Record excerpts |

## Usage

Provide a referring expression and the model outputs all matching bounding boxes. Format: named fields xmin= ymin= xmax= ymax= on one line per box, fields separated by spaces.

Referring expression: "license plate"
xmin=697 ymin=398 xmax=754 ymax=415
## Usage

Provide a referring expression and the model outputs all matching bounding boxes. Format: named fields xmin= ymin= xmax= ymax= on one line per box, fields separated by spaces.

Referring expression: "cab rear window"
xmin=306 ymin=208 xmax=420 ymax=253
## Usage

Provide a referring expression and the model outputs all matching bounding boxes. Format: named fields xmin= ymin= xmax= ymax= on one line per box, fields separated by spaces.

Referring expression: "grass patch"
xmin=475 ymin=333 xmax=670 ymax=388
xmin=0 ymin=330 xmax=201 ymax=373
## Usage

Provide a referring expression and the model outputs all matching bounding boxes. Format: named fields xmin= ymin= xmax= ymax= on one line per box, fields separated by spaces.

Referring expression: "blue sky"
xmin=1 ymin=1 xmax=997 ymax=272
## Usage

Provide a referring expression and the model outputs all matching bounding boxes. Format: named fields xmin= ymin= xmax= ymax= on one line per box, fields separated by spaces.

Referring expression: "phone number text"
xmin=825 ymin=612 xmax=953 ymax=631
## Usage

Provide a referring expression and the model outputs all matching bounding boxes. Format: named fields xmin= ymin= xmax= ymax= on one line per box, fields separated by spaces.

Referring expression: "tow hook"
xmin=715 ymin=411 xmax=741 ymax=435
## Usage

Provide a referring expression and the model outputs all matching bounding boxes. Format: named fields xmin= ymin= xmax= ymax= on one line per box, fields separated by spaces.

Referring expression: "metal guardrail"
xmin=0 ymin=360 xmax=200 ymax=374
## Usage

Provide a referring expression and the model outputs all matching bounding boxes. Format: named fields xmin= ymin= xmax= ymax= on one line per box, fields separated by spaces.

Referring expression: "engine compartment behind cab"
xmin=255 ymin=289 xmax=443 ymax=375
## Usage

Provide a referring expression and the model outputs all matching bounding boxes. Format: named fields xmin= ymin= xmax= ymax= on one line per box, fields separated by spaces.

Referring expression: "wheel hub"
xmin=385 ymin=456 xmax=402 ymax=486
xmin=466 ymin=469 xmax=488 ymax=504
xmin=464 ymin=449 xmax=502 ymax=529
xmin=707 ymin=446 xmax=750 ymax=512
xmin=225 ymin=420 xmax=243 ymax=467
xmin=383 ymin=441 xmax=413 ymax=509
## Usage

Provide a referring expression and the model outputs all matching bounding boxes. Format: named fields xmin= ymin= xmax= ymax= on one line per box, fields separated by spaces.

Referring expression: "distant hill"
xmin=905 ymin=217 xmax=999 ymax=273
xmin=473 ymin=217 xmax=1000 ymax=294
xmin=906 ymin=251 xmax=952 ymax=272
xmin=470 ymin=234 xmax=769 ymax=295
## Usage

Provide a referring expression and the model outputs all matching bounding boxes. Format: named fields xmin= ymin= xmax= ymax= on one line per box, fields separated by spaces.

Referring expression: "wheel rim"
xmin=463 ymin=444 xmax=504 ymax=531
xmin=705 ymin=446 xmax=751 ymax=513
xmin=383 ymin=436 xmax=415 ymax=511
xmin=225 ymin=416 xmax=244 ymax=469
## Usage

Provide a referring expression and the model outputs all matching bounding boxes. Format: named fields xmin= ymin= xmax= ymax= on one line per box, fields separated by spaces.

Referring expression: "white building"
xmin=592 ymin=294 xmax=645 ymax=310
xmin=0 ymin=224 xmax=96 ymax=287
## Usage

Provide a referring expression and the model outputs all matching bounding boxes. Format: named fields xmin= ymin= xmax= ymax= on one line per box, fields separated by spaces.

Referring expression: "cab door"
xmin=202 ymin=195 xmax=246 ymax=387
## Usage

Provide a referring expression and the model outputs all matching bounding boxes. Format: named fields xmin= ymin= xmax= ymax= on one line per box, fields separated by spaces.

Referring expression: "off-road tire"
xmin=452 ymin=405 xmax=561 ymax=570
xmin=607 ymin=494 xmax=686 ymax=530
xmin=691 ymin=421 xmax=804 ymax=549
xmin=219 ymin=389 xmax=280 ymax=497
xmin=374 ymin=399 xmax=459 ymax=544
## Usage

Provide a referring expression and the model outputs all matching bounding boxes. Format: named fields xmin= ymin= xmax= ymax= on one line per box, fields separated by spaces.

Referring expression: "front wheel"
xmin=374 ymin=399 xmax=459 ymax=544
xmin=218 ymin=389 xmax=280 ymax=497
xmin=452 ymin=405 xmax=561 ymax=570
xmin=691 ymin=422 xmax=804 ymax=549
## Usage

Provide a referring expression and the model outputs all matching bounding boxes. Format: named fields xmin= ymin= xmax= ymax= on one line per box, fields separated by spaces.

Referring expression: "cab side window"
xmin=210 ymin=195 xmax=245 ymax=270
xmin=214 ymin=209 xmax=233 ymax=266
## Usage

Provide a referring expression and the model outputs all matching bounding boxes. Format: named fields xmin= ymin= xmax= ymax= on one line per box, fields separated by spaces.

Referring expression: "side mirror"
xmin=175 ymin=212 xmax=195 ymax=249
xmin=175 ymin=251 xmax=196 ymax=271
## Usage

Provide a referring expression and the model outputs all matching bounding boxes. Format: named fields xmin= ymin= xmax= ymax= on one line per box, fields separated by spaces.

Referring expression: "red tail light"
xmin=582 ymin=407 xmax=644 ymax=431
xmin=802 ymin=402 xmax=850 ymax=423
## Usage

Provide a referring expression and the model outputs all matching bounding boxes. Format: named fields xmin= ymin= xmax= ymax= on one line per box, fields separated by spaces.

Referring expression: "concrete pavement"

Aim of the exercise |
No line may be skipped. Transcribe the listing above exactly.

Expected answer |
## Usage

Provide a referring expression and the model outputs all matching bounding boxes. Format: named fields xmin= ymin= xmax= ymax= on one line per box, fields separated by spaces.

Referring expression: "license plate"
xmin=697 ymin=398 xmax=754 ymax=415
## Usage

Provide a referring expression and the model outputs all matching bounding boxes. Format: named fields xmin= ymin= xmax= ymax= on one line per box, fields separated by spaces.

Referring expression: "cab rear window"
xmin=306 ymin=208 xmax=420 ymax=253
## Usage

Provide a referring expression and the model outputs all matching bounding boxes. Format: named fields xmin= ymin= xmax= ymax= on one line per box, fields separated by spaces.

Referring expression: "grass patch"
xmin=475 ymin=333 xmax=670 ymax=388
xmin=0 ymin=330 xmax=201 ymax=373
## Usage

Provide a referring expression and the model outputs all matching bounding boxes. Format: named fields xmin= ymin= xmax= ymax= on one line per box, fields separated by spaces.

Referring expression: "blue sky"
xmin=1 ymin=1 xmax=997 ymax=272
## Usage

Provide a referring expression and the model outputs all matching bounding boxes. Format: named fields xmin= ymin= xmax= ymax= on one line per box, fields separated by spaces.

Referring expression: "phone number text"
xmin=825 ymin=612 xmax=953 ymax=631
## Usage

Provide a referring expression and the model outputs all matching bounding boxes. Format: named fields xmin= ymin= xmax= ymax= on one line per box, fields separated by spaces.

Referring expression: "tow hook"
xmin=715 ymin=411 xmax=741 ymax=435
## Usage

Provide a referring expression and the model outputs all matching bounding boxes. Format: named fields xmin= ymin= xmax= ymax= on one line per box, fields separated by spaces.

Referring expression: "metal guardrail"
xmin=0 ymin=360 xmax=200 ymax=374
## Usage

Provide a referring expression and the model outputs all matching bounding boxes. Format: named fields xmin= ymin= xmax= ymax= on one line per box, fields separated by spaces.

Referring expression: "engine compartment behind cab"
xmin=255 ymin=289 xmax=443 ymax=375
## Usage

Provide a referring expression and the model outputs all matching bounding boxes. Format: named fields xmin= ymin= xmax= ymax= on one line per box, fields separated by spaces.

Referring expression: "wheel hub"
xmin=385 ymin=456 xmax=402 ymax=486
xmin=466 ymin=469 xmax=488 ymax=504
xmin=464 ymin=449 xmax=502 ymax=529
xmin=707 ymin=446 xmax=750 ymax=512
xmin=225 ymin=420 xmax=243 ymax=467
xmin=383 ymin=441 xmax=413 ymax=509
## Usage

Provide a referring expression and the model outputs all matching bounding boxes. Format: named fields xmin= ymin= xmax= ymax= on one line per box, fields separated by spaces.

Referring expression: "distant hill"
xmin=905 ymin=217 xmax=999 ymax=273
xmin=473 ymin=217 xmax=1000 ymax=294
xmin=906 ymin=251 xmax=952 ymax=272
xmin=470 ymin=234 xmax=769 ymax=295
## Usage

Provide a referring expression and the model outputs all matching bounding boxes. Format: named fields xmin= ymin= xmax= ymax= on one line per box, fields separated by spaces.

Referring expression: "wheel rim"
xmin=463 ymin=444 xmax=504 ymax=531
xmin=705 ymin=446 xmax=751 ymax=513
xmin=383 ymin=436 xmax=415 ymax=511
xmin=225 ymin=416 xmax=244 ymax=469
## Usage

Provide a referring expression and the model outputs all matching bounding boxes. Format: named fields xmin= ymin= xmax= ymax= on one line per box, fields separated by spaces.

Referring expression: "white building"
xmin=592 ymin=294 xmax=645 ymax=310
xmin=0 ymin=224 xmax=96 ymax=287
## Usage

Provide a referring expression and the model outputs all matching bounding boxes. Format: named fields xmin= ymin= xmax= ymax= on one line per box, fields separated by spaces.

Referring expression: "cab door"
xmin=202 ymin=195 xmax=246 ymax=387
## Usage

Provide a referring expression and the model outputs all matching bounding boxes. Format: named fields xmin= ymin= xmax= ymax= on one line per box, fields separated by spaces.

Referring expression: "off-road tire"
xmin=452 ymin=405 xmax=561 ymax=570
xmin=607 ymin=494 xmax=686 ymax=530
xmin=691 ymin=421 xmax=804 ymax=549
xmin=219 ymin=389 xmax=280 ymax=497
xmin=374 ymin=399 xmax=459 ymax=544
## Usage

Provide a referring expression and the model outputs all matching bounding boxes. Format: named fields xmin= ymin= xmax= ymax= on one line per box, fields separated by spaces.

Referring expression: "front wheel"
xmin=374 ymin=399 xmax=459 ymax=544
xmin=218 ymin=389 xmax=280 ymax=497
xmin=452 ymin=405 xmax=561 ymax=570
xmin=691 ymin=422 xmax=804 ymax=549
## Usage

Provide a referring expression and the model outputs all matching bounding boxes. Format: named fields xmin= ymin= xmax= ymax= on one line per box, fields separated by spaces.

Referring expression: "cab side window"
xmin=210 ymin=195 xmax=245 ymax=270
xmin=214 ymin=209 xmax=233 ymax=266
## Usage

Provide a referring expression and the model outputs all matching bounding boxes. Format: named fields xmin= ymin= xmax= ymax= on one line per box, fields separated by spaces.

Referring expression: "side mirror"
xmin=175 ymin=212 xmax=195 ymax=249
xmin=175 ymin=251 xmax=196 ymax=271
## Usage

Provide a referring expression and the model outputs all matching bounding boxes. Format: named fields xmin= ymin= xmax= ymax= on one line per box, fields separated by spaces.

Referring expression: "red tail light"
xmin=582 ymin=407 xmax=644 ymax=431
xmin=802 ymin=402 xmax=850 ymax=423
## Usage

Provide a referring expression and the model outputs all matching bounding boxes. Format: named fields xmin= ymin= xmax= ymax= on one line per box, fields separated by spaces.

Referring expression: "concrete pavement"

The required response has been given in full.